◆ What you will do
An exact copy of all the data below is needed.

(Dataset entries)
----
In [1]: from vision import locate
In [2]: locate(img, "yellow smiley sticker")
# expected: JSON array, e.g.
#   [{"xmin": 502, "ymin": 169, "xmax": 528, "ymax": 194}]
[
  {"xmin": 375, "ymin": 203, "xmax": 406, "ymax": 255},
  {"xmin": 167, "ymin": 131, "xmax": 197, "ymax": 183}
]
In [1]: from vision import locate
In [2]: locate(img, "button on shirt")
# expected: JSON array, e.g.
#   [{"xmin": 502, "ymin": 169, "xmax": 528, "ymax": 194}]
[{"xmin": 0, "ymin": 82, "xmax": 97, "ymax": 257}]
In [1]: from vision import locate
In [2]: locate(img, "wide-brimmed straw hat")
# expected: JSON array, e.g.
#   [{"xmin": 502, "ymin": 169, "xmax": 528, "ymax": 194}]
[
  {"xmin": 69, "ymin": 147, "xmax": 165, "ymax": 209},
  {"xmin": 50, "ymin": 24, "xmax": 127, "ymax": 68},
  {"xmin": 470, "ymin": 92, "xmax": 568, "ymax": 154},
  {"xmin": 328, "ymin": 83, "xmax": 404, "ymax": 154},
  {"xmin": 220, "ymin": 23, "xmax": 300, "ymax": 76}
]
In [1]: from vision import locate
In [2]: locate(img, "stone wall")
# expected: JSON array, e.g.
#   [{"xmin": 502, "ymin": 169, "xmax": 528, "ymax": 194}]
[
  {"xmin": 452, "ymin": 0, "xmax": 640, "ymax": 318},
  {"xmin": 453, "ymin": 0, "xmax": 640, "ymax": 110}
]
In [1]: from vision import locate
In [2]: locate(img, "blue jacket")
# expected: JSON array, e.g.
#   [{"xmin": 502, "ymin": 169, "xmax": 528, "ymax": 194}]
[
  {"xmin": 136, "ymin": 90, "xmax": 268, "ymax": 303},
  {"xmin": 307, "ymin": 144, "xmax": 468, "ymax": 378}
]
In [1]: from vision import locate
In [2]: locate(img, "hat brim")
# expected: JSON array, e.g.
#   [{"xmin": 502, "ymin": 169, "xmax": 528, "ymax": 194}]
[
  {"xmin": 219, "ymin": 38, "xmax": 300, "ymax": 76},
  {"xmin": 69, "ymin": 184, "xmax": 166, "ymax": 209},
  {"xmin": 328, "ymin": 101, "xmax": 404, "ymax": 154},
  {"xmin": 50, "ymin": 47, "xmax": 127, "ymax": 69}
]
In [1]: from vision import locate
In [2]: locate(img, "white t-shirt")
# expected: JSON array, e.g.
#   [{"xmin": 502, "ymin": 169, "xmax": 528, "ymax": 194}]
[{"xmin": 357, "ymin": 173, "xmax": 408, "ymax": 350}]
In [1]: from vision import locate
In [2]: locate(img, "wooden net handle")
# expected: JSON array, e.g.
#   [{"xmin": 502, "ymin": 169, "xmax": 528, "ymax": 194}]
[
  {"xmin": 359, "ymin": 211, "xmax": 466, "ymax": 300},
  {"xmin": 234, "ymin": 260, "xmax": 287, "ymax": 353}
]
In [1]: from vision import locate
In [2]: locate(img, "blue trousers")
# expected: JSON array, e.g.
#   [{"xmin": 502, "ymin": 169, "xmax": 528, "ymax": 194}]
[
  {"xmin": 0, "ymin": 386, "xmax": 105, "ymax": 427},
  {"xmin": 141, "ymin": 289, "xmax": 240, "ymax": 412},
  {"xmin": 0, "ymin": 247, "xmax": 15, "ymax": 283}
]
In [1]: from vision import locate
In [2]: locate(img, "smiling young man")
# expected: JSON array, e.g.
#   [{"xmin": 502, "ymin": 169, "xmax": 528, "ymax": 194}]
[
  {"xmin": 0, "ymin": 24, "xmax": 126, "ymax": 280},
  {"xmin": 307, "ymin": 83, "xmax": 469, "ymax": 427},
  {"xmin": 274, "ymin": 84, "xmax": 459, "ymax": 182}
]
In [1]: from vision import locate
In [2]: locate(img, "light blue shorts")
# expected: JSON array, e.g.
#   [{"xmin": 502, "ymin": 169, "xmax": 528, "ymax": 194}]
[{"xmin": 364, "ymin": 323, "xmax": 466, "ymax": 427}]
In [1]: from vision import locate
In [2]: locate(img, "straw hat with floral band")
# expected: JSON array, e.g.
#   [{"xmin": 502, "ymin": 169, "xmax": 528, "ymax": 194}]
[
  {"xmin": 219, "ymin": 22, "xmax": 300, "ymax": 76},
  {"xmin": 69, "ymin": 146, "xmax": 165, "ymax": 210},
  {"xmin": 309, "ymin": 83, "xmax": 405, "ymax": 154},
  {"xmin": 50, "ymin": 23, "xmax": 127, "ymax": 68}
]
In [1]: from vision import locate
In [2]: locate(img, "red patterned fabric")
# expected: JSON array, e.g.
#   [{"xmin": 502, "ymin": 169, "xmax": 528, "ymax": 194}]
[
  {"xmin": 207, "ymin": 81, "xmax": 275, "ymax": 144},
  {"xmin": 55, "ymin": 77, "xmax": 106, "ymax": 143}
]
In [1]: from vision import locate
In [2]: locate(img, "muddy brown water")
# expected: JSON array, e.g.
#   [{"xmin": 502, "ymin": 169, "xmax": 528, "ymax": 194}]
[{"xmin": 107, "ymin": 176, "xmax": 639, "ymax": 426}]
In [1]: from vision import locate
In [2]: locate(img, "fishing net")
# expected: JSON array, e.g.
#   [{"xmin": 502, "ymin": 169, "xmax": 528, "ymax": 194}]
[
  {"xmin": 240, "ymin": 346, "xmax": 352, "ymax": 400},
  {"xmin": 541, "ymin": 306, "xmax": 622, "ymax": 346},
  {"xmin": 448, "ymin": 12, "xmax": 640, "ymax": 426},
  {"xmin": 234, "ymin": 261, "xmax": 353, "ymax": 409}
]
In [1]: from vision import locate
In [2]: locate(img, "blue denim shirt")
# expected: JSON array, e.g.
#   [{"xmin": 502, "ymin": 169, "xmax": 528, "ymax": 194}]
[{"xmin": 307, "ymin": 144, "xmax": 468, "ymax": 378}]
----
◆ Task answer
In [1]: from vision import locate
In [2]: locate(img, "yellow smiley sticker")
# expected: JSON array, e.g.
#   [{"xmin": 502, "ymin": 169, "xmax": 528, "ymax": 194}]
[
  {"xmin": 375, "ymin": 203, "xmax": 406, "ymax": 255},
  {"xmin": 167, "ymin": 131, "xmax": 197, "ymax": 183}
]
In [1]: from vision import locate
In [2]: locate(img, "button on shirt")
# expected: JSON array, e.g.
#   [{"xmin": 502, "ymin": 169, "xmax": 528, "ymax": 194}]
[{"xmin": 0, "ymin": 82, "xmax": 97, "ymax": 257}]
In [1]: from vision import locate
In [2]: locate(img, "wide-brimmed straw hat")
# expected: JSON array, e.g.
#   [{"xmin": 502, "ymin": 169, "xmax": 528, "ymax": 194}]
[
  {"xmin": 69, "ymin": 147, "xmax": 165, "ymax": 209},
  {"xmin": 50, "ymin": 24, "xmax": 127, "ymax": 68},
  {"xmin": 470, "ymin": 92, "xmax": 568, "ymax": 154},
  {"xmin": 328, "ymin": 83, "xmax": 404, "ymax": 154},
  {"xmin": 220, "ymin": 23, "xmax": 300, "ymax": 76}
]
In [1]: from vision import locate
In [2]: locate(img, "stone wall")
# expected: JSON array, e.g.
#   [{"xmin": 502, "ymin": 169, "xmax": 528, "ymax": 194}]
[
  {"xmin": 452, "ymin": 0, "xmax": 640, "ymax": 318},
  {"xmin": 453, "ymin": 0, "xmax": 640, "ymax": 110}
]
In [1]: from vision import locate
In [2]: locate(img, "blue jacket")
# expected: JSON array, e.g.
#   [{"xmin": 502, "ymin": 169, "xmax": 528, "ymax": 194}]
[
  {"xmin": 136, "ymin": 90, "xmax": 268, "ymax": 303},
  {"xmin": 307, "ymin": 144, "xmax": 468, "ymax": 378}
]
In [1]: from vision import locate
In [2]: locate(img, "hat brim")
# expected: JSON array, e.g.
#   [{"xmin": 502, "ymin": 169, "xmax": 528, "ymax": 194}]
[
  {"xmin": 219, "ymin": 38, "xmax": 300, "ymax": 76},
  {"xmin": 69, "ymin": 184, "xmax": 166, "ymax": 209},
  {"xmin": 328, "ymin": 101, "xmax": 404, "ymax": 154},
  {"xmin": 50, "ymin": 47, "xmax": 127, "ymax": 69}
]
In [1]: from vision import locate
In [2]: locate(img, "white t-shirt")
# expected: JSON array, e.g.
#   [{"xmin": 502, "ymin": 169, "xmax": 528, "ymax": 194}]
[{"xmin": 357, "ymin": 173, "xmax": 408, "ymax": 350}]
In [1]: from vision import locate
In [2]: locate(img, "wooden net handle")
# expected: JSON array, e.g.
#   [{"xmin": 502, "ymin": 169, "xmax": 528, "ymax": 194}]
[
  {"xmin": 359, "ymin": 211, "xmax": 466, "ymax": 300},
  {"xmin": 234, "ymin": 260, "xmax": 287, "ymax": 353}
]
In [1]: from vision import locate
In [2]: locate(img, "blue trousers")
# expected: JSON array, e.g.
#   [{"xmin": 502, "ymin": 169, "xmax": 528, "ymax": 194}]
[
  {"xmin": 0, "ymin": 386, "xmax": 105, "ymax": 427},
  {"xmin": 141, "ymin": 289, "xmax": 240, "ymax": 412},
  {"xmin": 0, "ymin": 247, "xmax": 15, "ymax": 283}
]
In [1]: from vision import locate
In [2]: locate(img, "smiling young man")
# expected: JSON array, e.g.
#   [{"xmin": 502, "ymin": 169, "xmax": 528, "ymax": 194}]
[
  {"xmin": 0, "ymin": 24, "xmax": 126, "ymax": 280},
  {"xmin": 307, "ymin": 83, "xmax": 469, "ymax": 427},
  {"xmin": 274, "ymin": 84, "xmax": 459, "ymax": 182}
]
In [1]: from vision import locate
In [2]: locate(img, "light blue shorts")
# expected: JSON array, e.g.
#   [{"xmin": 502, "ymin": 169, "xmax": 528, "ymax": 194}]
[{"xmin": 364, "ymin": 323, "xmax": 466, "ymax": 427}]
In [1]: from vision import locate
In [2]: locate(img, "straw hat with floral band")
# expected: JSON array, e.g.
#   [{"xmin": 502, "ymin": 169, "xmax": 528, "ymax": 194}]
[
  {"xmin": 219, "ymin": 22, "xmax": 300, "ymax": 76},
  {"xmin": 69, "ymin": 146, "xmax": 165, "ymax": 210},
  {"xmin": 309, "ymin": 83, "xmax": 405, "ymax": 154},
  {"xmin": 50, "ymin": 23, "xmax": 127, "ymax": 68}
]
In [1]: from vision import locate
In [2]: locate(img, "red patterned fabric")
# expected: JSON array, e.g.
#   [{"xmin": 502, "ymin": 169, "xmax": 528, "ymax": 194}]
[
  {"xmin": 207, "ymin": 81, "xmax": 275, "ymax": 144},
  {"xmin": 55, "ymin": 77, "xmax": 106, "ymax": 143}
]
In [1]: from vision import locate
In [2]: locate(img, "muddy brown water")
# expected: JSON array, e.g.
#   [{"xmin": 502, "ymin": 169, "xmax": 528, "ymax": 194}]
[{"xmin": 107, "ymin": 176, "xmax": 639, "ymax": 426}]
In [1]: from vision import locate
In [2]: locate(img, "fishing net")
# expected: JSON array, e.g.
#   [{"xmin": 502, "ymin": 169, "xmax": 528, "ymax": 194}]
[
  {"xmin": 240, "ymin": 346, "xmax": 352, "ymax": 400},
  {"xmin": 541, "ymin": 306, "xmax": 622, "ymax": 346},
  {"xmin": 448, "ymin": 12, "xmax": 640, "ymax": 426},
  {"xmin": 234, "ymin": 261, "xmax": 353, "ymax": 409}
]
In [1]: from vision import locate
In [2]: locate(img, "blue denim shirt")
# expected: JSON array, e.g.
#   [{"xmin": 502, "ymin": 169, "xmax": 528, "ymax": 194}]
[{"xmin": 307, "ymin": 144, "xmax": 468, "ymax": 378}]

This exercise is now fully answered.